做法说明: 把下面数据里的“get_bbox”全部改名为“find_box”，其余内容照原样重写一遍。

>>

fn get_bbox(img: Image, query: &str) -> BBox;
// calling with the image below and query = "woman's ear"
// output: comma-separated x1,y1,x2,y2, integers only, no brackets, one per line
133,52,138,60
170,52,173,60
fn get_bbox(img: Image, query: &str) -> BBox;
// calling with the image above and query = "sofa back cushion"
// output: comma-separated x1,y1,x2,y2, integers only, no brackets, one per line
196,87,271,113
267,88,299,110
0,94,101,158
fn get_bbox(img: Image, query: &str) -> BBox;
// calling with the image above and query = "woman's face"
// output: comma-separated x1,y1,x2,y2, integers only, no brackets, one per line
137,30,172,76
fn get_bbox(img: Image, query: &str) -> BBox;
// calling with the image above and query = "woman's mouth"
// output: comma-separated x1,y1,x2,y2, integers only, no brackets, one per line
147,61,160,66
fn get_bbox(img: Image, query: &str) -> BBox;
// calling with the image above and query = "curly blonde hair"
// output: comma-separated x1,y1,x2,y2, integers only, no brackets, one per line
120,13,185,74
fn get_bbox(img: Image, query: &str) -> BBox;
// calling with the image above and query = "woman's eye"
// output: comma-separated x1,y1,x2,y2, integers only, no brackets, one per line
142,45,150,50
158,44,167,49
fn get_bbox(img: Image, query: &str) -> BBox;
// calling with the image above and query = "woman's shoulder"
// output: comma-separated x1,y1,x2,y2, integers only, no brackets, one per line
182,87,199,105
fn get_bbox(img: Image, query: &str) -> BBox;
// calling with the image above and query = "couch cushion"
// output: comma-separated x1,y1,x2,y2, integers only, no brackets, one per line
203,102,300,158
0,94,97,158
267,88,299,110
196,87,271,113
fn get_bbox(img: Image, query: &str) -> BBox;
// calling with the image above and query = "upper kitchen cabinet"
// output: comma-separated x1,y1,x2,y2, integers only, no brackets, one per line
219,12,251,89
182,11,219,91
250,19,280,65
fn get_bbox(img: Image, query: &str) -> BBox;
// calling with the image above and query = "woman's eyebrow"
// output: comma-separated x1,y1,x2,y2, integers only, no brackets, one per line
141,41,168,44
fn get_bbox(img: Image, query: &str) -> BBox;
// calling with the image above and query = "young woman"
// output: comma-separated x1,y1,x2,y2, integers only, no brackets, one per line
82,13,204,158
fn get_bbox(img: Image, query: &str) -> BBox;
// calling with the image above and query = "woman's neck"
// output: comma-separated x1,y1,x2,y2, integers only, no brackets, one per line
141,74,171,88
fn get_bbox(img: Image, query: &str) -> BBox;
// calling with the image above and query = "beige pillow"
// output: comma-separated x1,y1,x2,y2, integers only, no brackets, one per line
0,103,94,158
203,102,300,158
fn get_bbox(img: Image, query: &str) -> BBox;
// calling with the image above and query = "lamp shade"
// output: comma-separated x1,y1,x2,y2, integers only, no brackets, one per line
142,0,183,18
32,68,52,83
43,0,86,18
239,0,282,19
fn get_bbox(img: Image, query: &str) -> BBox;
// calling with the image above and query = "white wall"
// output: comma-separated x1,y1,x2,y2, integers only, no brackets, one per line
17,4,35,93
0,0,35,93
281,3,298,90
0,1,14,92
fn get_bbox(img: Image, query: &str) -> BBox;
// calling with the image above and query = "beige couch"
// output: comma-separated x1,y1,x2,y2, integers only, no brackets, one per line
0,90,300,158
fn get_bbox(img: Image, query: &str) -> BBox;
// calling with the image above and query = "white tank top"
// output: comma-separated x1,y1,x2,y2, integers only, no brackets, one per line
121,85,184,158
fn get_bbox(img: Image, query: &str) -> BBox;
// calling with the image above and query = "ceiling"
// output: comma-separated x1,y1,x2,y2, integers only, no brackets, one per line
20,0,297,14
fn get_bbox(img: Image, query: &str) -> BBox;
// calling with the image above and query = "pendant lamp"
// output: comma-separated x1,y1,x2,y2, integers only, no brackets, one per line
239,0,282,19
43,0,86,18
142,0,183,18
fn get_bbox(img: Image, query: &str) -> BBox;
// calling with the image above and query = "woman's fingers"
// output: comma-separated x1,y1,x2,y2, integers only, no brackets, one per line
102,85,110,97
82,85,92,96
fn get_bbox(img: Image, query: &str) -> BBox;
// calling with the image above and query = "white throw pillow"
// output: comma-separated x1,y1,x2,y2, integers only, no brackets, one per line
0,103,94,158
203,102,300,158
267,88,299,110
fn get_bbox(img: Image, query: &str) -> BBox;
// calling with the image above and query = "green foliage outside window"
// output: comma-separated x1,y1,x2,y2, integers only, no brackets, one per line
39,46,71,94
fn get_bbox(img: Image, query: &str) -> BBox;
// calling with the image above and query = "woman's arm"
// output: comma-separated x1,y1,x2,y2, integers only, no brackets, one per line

<<

书面回答:
fn find_box(img: Image, query: &str) -> BBox;
// calling with the image below and query = "woman's ear"
// output: comma-separated x1,y1,x2,y2, integers only, no brackets, one per line
133,52,138,60
170,52,173,60
fn find_box(img: Image, query: &str) -> BBox;
// calling with the image above and query = "sofa back cushion"
// output: comma-separated x1,y1,x2,y2, integers only, no brackets, one per line
196,87,271,113
267,88,299,110
0,94,101,158
fn find_box(img: Image, query: &str) -> BBox;
// calling with the image above and query = "woman's face"
// output: comma-separated x1,y1,x2,y2, integers only, no brackets, one per line
137,30,172,76
fn find_box(img: Image, query: &str) -> BBox;
// calling with the image above and query = "woman's mouth"
// output: comma-separated x1,y1,x2,y2, integers only, no brackets, one per line
147,61,160,66
fn find_box(img: Image, query: &str) -> BBox;
// calling with the image above and query = "curly blonde hair"
// output: comma-separated x1,y1,x2,y2, integers only, no brackets, one per line
120,13,185,74
fn find_box(img: Image, query: &str) -> BBox;
// calling with the image above and query = "woman's eye"
// output: comma-separated x1,y1,x2,y2, integers only, no brackets, one per line
142,45,150,50
158,44,167,49
fn find_box(img: Image, query: &str) -> BBox;
// calling with the image above and query = "woman's shoulder"
// output: comma-separated x1,y1,x2,y2, integers only, no brackets, one per line
182,87,199,105
fn find_box(img: Image, query: &str) -> BBox;
// calling with the image above and query = "couch cushion"
// output: comma-separated x1,y1,x2,y2, integers only, no brackets, one per line
203,102,300,158
0,94,97,158
267,88,299,110
196,87,271,113
fn find_box(img: Image, query: &str) -> BBox;
// calling with the image above and query = "upper kitchen cabinet"
// output: comma-separated x1,y1,x2,y2, integers only, no brackets, one per line
219,12,251,89
182,11,219,91
250,19,280,65
fn find_box(img: Image, query: &str) -> BBox;
// calling with the image above and query = "woman's eyebrow"
// output: comma-separated x1,y1,x2,y2, integers only, no brackets, one per line
141,41,168,44
fn find_box(img: Image, query: &str) -> BBox;
// calling with the image above and query = "young woman"
// output: comma-separated x1,y1,x2,y2, integers only, no brackets, one per line
82,13,204,158
fn find_box(img: Image, query: &str) -> BBox;
// calling with the image above and query = "woman's neck"
// output: comma-separated x1,y1,x2,y2, integers only, no brackets, one per line
141,74,171,88
fn find_box(img: Image, query: &str) -> BBox;
// calling with the image above and query = "beige pillow"
// output: comma-separated x1,y1,x2,y2, integers only, no brackets, one per line
0,103,94,158
203,102,300,158
fn find_box(img: Image, query: &str) -> BBox;
// calling with the image above and query = "lamp shade"
// output: comma-separated x1,y1,x2,y2, integers only, no brackets, one per line
142,0,183,18
32,68,52,83
43,0,86,18
239,0,282,19
fn find_box(img: Image, query: &str) -> BBox;
// calling with the image above and query = "white wall"
// output: comma-separated x1,y1,x2,y2, integers only, no brackets, one per line
17,4,35,93
0,0,35,93
281,3,298,90
0,1,14,92
fn find_box(img: Image, query: &str) -> BBox;
// calling with the image above and query = "beige couch"
// output: comma-separated x1,y1,x2,y2, integers only, no brackets, one per line
0,90,300,158
fn find_box(img: Image, query: &str) -> BBox;
// calling with the image above and query = "white tank top"
// output: comma-separated x1,y1,x2,y2, integers only, no brackets, one per line
121,85,184,158
fn find_box(img: Image, query: &str) -> BBox;
// calling with the image above and query = "ceiling"
// output: comma-separated x1,y1,x2,y2, integers only, no brackets, one per line
20,0,297,14
fn find_box(img: Image, query: &str) -> BBox;
// calling with the image above and query = "pendant lamp"
// output: comma-separated x1,y1,x2,y2, integers only, no brackets, one per line
239,0,282,19
43,0,86,18
142,0,183,18
fn find_box(img: Image, query: &str) -> BBox;
// calling with the image above and query = "woman's fingers"
// output: comma-separated x1,y1,x2,y2, integers only, no brackets, one per line
102,85,110,97
82,85,92,96
fn find_box(img: Image, query: &str) -> BBox;
// calling with the image above and query = "white throw pillow"
// output: comma-separated x1,y1,x2,y2, integers only, no brackets, one per line
0,103,94,158
203,102,300,158
267,88,299,110
fn find_box(img: Image, query: &str) -> BBox;
// calling with the image above and query = "green foliage outside window"
// output: comma-separated x1,y1,x2,y2, integers only, no brackets, one per line
39,46,71,94
fn find_box(img: Image, query: &str) -> BBox;
// calling with the image above and query = "woman's arm"
// output: comma-separated x1,y1,x2,y2, integers only, no brackets, one per line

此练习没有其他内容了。